| Goal of the exercise |
Whenever a line carries the word "flower", pull it out of the entries.
--- Exercise data Enclosed Below ---
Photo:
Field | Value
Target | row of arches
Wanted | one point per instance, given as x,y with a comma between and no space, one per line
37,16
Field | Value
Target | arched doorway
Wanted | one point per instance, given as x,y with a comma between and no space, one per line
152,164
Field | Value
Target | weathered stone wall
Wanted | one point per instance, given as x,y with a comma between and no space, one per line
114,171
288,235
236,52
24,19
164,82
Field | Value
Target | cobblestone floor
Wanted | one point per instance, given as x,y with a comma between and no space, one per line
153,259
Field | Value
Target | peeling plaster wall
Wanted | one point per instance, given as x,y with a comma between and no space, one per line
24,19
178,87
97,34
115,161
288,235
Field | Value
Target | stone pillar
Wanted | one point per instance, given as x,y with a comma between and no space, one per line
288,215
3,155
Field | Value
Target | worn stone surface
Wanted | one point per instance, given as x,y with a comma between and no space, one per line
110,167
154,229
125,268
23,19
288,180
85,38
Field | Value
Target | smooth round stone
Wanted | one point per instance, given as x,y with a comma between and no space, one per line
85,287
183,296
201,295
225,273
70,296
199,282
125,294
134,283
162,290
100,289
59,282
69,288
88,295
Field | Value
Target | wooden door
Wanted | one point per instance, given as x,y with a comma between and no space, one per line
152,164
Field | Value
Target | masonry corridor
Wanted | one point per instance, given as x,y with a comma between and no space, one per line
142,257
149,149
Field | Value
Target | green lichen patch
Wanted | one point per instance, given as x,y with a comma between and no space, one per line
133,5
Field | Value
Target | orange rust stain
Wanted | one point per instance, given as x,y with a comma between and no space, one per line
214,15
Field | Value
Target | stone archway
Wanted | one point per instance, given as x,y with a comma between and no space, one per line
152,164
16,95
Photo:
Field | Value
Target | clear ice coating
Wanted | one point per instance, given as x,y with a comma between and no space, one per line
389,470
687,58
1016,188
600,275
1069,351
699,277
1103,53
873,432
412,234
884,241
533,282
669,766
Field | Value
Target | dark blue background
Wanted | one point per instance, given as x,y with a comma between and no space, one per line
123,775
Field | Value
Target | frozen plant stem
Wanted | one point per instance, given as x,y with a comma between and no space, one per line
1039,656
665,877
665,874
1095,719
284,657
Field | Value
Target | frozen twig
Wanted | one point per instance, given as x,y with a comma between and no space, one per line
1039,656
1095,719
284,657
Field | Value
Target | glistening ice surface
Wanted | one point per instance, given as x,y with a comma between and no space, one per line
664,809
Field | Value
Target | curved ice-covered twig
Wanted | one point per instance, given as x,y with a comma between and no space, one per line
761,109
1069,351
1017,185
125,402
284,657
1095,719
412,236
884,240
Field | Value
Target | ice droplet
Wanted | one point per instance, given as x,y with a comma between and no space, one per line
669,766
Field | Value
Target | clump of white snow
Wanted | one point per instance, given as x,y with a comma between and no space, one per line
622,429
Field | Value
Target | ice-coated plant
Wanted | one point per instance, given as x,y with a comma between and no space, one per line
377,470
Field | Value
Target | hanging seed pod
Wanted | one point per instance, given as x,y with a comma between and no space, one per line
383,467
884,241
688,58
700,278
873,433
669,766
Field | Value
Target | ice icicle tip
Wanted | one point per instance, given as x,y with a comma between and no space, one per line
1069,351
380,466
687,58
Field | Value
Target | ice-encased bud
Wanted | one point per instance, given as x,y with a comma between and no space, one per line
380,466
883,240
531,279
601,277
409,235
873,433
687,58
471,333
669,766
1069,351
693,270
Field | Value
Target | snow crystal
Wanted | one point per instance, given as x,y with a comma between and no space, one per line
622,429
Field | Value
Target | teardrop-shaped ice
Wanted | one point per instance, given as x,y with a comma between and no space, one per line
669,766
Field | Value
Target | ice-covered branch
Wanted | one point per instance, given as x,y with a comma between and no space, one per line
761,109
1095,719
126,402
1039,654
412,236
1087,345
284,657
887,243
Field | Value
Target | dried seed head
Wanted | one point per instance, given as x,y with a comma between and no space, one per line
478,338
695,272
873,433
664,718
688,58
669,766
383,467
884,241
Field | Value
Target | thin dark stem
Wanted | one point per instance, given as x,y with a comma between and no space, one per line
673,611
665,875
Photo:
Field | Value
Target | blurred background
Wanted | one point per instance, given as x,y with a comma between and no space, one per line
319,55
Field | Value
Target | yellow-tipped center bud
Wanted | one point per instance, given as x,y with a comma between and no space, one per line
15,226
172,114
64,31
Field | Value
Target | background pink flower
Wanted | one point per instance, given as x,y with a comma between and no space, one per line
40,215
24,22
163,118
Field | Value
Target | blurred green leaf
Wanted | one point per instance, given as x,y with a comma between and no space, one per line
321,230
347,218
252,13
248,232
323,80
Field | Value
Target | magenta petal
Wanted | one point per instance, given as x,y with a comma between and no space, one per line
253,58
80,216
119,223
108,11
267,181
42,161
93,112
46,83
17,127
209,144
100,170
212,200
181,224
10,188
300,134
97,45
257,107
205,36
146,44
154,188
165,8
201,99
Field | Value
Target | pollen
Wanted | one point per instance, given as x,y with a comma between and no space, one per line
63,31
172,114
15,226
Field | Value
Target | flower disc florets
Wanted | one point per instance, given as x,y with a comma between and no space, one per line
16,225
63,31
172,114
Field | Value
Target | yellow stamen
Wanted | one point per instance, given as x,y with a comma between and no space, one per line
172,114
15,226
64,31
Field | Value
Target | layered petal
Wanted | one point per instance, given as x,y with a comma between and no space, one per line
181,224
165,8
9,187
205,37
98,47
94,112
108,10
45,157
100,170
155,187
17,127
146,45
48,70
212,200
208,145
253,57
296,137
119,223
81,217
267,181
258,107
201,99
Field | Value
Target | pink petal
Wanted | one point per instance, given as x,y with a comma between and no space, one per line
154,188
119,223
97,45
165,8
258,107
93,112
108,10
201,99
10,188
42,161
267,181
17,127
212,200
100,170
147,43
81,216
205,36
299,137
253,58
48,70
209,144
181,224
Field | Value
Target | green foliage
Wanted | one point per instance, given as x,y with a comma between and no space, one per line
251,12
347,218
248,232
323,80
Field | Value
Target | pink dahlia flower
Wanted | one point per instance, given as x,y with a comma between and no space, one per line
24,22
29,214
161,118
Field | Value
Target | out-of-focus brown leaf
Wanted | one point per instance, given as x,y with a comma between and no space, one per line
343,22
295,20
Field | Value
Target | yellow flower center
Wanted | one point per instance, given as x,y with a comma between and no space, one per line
--- End of Enclosed Exercise data ---
| Completed exercise |
Target | background pink flower
Target | flower disc florets
Target | pink dahlia flower
Target | yellow flower center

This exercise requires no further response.